§ FRAGMENTO:
● ● ● ● ● ● ●
Casi inmediatamente, en 1970, el director ingresó al cine industrial mexicano con Emiliano Zapata. El estilo radical de Familiaridades quedó atrás pero persistieron las preocupaciones estéticas que lo harían rebasar a sus colegas y, sobre todo, la desconfianza del poder que lo vincularía con espectadores hartos del priismo que presenciaban cotidianamente los abusos representados por él. En Emiliano Zapata apareció también una figura que regresaría varias veces en su filmografía: un villano de lentes oscuros. Primero fue el golpista Victoriano Huerta; en Las Poquianchis, el capitán del ejército que compra a unas hermanas y las ahoga en el mundo de la esclavitud sexual; en Canoa fue el sacerdote manipulador que provoca la muerte de unos trabajadores universitarios azuzando a un pueblo. En la obra de Cazals el diablo esconde los ojos y cambia de oficio pero se cuela en nuestra historia una vez tras otra para castigar a los inocentes y a sus héroes.
● ● ● ● ● ● ●
§ TAREAS POR HACER:
a - Nombra todas las películas que se mencionan en el fragmento sobre el cine de Cazals.
b - Sigue escribiendo el fragmento sobre el cine de Cazals a partir de su última oración.

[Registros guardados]
● ● ● ● ● ● ●
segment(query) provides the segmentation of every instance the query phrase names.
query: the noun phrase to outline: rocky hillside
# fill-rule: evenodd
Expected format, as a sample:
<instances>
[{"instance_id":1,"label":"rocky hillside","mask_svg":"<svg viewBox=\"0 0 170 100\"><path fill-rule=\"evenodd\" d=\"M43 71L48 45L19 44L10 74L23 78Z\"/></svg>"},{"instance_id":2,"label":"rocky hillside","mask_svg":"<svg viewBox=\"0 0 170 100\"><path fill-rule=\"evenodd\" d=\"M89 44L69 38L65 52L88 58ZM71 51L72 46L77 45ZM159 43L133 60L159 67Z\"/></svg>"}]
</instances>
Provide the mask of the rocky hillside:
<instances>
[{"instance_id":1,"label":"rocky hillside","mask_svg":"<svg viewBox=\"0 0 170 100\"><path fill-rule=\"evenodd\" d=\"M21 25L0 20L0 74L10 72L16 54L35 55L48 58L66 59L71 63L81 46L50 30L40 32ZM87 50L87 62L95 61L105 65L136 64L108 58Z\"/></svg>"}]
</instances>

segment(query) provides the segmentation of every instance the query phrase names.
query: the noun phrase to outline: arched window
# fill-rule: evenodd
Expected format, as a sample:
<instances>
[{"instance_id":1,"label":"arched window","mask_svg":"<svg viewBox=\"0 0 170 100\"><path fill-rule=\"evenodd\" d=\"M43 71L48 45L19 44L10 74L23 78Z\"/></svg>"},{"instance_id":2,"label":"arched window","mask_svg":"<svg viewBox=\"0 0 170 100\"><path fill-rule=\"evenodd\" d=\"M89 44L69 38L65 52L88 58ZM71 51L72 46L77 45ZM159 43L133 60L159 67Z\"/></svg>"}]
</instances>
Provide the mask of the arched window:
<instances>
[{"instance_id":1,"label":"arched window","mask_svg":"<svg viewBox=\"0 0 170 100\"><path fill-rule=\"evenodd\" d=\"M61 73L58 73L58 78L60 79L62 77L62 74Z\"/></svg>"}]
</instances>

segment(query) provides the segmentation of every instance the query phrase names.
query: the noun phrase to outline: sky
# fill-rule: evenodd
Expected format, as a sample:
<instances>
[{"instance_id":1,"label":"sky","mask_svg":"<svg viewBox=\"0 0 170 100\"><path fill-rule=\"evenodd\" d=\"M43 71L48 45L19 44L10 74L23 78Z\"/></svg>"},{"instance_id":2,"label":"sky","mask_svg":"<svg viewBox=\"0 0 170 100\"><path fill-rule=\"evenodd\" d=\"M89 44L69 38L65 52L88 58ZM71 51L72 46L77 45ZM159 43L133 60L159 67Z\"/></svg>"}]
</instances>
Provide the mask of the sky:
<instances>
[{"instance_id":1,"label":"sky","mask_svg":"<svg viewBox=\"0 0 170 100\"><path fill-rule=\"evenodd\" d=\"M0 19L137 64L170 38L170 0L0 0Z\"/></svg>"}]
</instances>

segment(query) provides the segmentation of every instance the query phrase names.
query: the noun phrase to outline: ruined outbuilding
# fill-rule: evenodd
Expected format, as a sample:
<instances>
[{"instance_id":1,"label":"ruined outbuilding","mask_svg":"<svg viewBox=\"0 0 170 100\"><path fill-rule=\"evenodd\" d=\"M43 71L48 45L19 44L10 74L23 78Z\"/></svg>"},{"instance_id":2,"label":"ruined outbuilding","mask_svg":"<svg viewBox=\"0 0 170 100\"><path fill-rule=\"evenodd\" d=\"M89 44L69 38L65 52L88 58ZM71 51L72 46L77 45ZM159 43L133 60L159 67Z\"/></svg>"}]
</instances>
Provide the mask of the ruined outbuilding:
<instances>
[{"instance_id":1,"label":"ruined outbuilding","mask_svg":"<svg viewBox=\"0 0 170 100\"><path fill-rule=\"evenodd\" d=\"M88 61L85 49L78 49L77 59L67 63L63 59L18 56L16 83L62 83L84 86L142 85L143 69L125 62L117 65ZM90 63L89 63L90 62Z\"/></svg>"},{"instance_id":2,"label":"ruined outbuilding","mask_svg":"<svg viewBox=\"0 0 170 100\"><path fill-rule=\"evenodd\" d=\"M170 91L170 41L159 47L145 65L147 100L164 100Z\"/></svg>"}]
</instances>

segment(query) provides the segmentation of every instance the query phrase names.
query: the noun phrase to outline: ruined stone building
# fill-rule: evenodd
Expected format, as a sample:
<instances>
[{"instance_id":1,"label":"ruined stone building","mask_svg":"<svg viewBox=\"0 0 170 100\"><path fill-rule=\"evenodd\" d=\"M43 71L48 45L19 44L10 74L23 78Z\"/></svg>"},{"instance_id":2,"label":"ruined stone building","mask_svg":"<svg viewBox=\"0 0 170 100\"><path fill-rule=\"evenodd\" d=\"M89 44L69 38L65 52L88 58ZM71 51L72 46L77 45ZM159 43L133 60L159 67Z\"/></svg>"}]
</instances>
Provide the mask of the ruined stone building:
● ● ● ● ● ● ●
§ TUS RESPUESTAS:
a - Familiaridades, Emiliano Zapata, Las Poquianchis y Canoa.

b -
Imitando la franqueza que le brotaba en cada entrevista, admitamos que hubo puntos bajos en sus grandes décadas, provocados, quizá, por la pésima administración gubernamental del cine mexicano que propició el auge de la sexicomedia y la escasez del cine de autor. Entrevistado en 1980 por Gerardo Galarza, de Proceso, el director explicó su involucramiento en Rigo es amor, una película biográfica sobre el fenomenal Rigo Tovar, de este modo: “Simple y sencillamente, después de dos años y medio de no dirigir, es una forma de solventar adeudos personales, seguir trabajando. Mi trabajo es ser director de cine, no sé hacer otra cosa”. Cazals volvió a hacer otra película con Tovar, El gran triunfo (1981), pero nunca perdió de vista sus intereses como autor. Prestar sus servicios a películas comerciales que expresaban una visión ajena era sólo una forma de sostenerse y volver, incesante, al ataque.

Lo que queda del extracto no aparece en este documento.